**Exercise text**
Probiotics Lower Cholesterol
Probiotic supplements help to restore a healthy population of beneficial bacteria in your intestines. Probiotics are most commonly used for digestive disorders, less often (but very effectively) for immune system support. They’re among the safest supplements you can use since they never enter the bloodstream and are essentially non-toxic. Recent research suggests that probiotics can lower cholesterol, too.
Most people with high-cholesterol, or at least those who take the time to examine all their options, prefer to either not to use cholesterol drugs at all or reserve them as a last resort due to their side-effects and cost. Unless your doctor advises otherwise, this is a reasonable approach for most people since there are so many cholesterol-lowering dietary and lifestyle factors to exploit first.
In terms of nutritional supplements that people use, among the most-recommended red yeast rice, fiber, niacin, Sytrinol and fish oil. Co Q-10 and vitamin E are used also, but not to lower cholesterol as much as help protect against the harmful effects of LDL cholesterol oxidation.

**Task requirements**
1) According to the probiotics passage, why are probiotics among the safest supplements?
2) Carry on the passage about probiotics and cholesterol from its final sentence.

[Saved items]
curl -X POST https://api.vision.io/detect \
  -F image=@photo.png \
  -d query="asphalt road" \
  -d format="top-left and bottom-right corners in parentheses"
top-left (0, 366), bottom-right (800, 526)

**Answers per task**
1) They never enter the bloodstream and are essentially non-toxic.

2)
Research suggests that probiotics can in fact help lower cholesterol too, although at this time the research is insufficient to provide us with a dose-effect relationship. Like the other top cholesterol-reducing nutrients, some trial-and-error may be necessary before the best result are obtained. The trial-and-error involves using your chosen supplement consistently over the course of a few weeks or months, during which time you and your doctor arrange for regular cholesterol blood tests to evaluate the effectiveness of the nutrient and the dose.
The research suggests that bifido bacteria species, residing predominantly in the large intestine, are responsible for the cholesterol-lowering effects of probiotics. So if you wish to try using a probiotic for cholesterol support, use one of the multi-species blends that includes bifidus organisms, not an acidophilus-only product. But you can use any probiotic in combination with any of the other cholesterol-support nutrients, and may find that you get the best results when you do so. But be sure to work with your doctor since you’ll need his or her help in evaluating how effective your chosen approach is.